[Saved data entries]

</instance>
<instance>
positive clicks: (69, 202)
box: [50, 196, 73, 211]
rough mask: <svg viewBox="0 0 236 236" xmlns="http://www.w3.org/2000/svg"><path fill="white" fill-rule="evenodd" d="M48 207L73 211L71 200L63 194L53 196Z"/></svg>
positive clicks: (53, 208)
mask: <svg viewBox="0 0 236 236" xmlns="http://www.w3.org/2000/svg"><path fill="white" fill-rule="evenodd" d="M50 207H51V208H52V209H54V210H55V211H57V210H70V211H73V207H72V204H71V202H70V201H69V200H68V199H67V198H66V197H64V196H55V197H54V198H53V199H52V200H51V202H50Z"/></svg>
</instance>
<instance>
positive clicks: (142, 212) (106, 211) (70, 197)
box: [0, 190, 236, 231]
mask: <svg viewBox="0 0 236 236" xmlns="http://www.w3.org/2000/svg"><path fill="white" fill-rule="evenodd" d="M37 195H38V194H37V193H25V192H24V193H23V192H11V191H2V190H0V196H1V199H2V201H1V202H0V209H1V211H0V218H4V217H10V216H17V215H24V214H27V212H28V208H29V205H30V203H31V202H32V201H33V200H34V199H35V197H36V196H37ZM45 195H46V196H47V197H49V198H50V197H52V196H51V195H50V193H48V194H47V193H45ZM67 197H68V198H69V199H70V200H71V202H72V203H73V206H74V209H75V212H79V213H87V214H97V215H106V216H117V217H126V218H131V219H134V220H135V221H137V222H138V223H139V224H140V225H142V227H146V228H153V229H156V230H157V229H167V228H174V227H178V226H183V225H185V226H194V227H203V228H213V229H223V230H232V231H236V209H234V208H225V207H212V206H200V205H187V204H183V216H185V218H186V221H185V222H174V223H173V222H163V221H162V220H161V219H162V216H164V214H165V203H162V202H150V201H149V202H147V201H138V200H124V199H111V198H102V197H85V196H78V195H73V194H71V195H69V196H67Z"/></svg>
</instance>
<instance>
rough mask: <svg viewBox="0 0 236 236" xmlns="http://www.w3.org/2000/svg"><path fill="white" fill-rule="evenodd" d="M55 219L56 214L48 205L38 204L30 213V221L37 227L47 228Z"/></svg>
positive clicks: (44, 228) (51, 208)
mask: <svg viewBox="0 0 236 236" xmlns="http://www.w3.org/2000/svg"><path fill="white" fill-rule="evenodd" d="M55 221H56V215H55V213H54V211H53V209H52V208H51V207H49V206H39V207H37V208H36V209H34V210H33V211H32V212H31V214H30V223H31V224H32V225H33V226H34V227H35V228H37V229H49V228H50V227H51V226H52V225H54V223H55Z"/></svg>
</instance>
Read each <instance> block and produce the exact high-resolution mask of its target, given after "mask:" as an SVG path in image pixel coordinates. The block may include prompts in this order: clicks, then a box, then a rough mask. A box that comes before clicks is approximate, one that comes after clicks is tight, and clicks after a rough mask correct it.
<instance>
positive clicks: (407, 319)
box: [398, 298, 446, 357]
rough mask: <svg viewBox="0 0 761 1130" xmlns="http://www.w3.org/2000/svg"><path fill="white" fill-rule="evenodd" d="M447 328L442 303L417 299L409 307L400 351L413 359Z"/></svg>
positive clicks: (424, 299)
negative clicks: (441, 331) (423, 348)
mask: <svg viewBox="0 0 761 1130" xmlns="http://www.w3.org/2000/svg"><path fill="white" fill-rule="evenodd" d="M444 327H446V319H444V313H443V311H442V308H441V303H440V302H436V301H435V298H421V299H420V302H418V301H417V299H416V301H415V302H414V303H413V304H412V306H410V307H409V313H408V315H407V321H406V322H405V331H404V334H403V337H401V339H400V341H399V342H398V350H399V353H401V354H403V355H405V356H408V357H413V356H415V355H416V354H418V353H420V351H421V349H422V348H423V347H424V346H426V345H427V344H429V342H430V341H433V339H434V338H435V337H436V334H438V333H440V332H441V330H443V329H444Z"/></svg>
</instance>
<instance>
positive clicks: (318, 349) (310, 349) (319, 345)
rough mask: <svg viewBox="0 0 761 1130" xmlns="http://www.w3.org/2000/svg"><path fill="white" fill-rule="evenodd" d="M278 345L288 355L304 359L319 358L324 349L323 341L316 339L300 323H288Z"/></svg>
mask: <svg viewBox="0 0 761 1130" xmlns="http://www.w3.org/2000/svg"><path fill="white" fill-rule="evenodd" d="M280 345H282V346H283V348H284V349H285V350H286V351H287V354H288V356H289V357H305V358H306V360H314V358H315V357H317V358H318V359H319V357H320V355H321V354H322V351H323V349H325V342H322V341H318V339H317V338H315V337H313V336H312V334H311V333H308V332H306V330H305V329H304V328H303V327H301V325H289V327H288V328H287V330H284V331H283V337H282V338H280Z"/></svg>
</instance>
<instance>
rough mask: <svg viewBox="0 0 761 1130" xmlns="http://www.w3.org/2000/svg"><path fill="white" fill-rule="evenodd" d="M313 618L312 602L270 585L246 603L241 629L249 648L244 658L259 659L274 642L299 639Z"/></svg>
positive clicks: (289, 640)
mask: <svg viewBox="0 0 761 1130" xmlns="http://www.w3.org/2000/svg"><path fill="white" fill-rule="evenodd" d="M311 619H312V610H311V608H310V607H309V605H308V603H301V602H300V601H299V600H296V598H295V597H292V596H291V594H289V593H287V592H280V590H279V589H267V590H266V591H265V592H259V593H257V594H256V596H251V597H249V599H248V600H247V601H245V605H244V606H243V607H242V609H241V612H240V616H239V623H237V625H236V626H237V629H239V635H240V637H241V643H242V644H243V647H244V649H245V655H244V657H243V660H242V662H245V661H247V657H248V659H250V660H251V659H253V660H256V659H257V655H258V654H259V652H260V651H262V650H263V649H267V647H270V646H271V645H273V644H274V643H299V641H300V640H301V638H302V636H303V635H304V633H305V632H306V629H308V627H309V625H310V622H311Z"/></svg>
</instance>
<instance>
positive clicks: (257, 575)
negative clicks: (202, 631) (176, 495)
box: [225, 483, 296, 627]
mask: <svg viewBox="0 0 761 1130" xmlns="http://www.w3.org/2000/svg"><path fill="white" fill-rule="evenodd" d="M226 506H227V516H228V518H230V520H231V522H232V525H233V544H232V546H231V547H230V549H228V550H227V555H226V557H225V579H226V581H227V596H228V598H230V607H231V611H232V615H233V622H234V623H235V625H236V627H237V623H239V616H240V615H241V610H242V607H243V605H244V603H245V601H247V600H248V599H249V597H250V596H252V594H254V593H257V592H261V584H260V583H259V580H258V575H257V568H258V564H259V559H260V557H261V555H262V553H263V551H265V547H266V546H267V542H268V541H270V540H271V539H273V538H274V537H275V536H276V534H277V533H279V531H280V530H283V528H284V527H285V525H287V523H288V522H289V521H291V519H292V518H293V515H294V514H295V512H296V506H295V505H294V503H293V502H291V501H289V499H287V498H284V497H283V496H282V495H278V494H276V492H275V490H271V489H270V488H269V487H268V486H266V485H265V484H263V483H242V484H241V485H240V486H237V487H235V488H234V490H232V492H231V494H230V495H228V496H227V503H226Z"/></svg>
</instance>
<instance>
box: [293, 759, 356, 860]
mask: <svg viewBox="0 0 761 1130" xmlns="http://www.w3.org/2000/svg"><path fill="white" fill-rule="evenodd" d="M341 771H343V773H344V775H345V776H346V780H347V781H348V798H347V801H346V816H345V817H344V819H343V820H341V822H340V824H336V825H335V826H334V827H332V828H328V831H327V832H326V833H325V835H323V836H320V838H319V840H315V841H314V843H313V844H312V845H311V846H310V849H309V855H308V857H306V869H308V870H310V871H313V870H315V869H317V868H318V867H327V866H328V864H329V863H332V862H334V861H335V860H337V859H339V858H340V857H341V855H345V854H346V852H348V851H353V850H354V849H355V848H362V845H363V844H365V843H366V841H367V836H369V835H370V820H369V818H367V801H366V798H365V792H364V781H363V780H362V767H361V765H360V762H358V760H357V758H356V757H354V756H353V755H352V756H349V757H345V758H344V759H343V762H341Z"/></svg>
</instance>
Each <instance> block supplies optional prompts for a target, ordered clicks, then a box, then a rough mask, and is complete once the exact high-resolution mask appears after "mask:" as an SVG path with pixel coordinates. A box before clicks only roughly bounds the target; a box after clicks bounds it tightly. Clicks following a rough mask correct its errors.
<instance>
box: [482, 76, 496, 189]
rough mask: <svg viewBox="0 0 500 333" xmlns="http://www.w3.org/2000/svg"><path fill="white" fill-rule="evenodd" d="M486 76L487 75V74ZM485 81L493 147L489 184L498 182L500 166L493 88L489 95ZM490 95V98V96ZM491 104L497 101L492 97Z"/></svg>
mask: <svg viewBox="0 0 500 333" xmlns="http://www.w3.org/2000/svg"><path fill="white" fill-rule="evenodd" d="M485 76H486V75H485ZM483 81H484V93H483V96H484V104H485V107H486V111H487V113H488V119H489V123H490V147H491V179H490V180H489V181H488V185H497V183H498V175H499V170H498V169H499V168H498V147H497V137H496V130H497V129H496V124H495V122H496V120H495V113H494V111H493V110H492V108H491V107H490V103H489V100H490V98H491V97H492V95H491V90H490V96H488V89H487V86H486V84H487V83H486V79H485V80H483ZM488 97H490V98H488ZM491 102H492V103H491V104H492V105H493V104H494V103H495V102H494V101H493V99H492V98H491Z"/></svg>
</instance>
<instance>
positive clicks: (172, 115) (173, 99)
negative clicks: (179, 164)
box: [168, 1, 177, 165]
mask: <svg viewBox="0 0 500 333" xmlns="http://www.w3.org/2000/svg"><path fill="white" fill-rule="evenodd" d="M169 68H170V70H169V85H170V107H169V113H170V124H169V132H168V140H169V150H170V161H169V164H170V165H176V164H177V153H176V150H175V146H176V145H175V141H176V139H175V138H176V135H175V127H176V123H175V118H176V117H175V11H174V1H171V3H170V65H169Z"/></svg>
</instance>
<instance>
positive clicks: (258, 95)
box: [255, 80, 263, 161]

- [Work instruction] Return each line above where the word "before" shows up.

- [Response area]
Read each <instance> block and produce the exact high-resolution mask of its target, given after "mask:" as an SVG path in image pixel coordinates. The block may include prompts in this order: clicks, then a box, then a rough mask. A box that comes before clicks is approximate, one that comes after clicks is tight, and clicks after a rough mask correct it.
Each <instance> block supplies optional prompts for a target, ordered clicks, then a box, then a rough mask, and is complete once the exact high-resolution mask appears after "mask:" as an SVG path with pixel coordinates. A box before clicks only roughly bounds the target; a box after clicks bounds it tightly. Clicks following a rough mask correct its errors.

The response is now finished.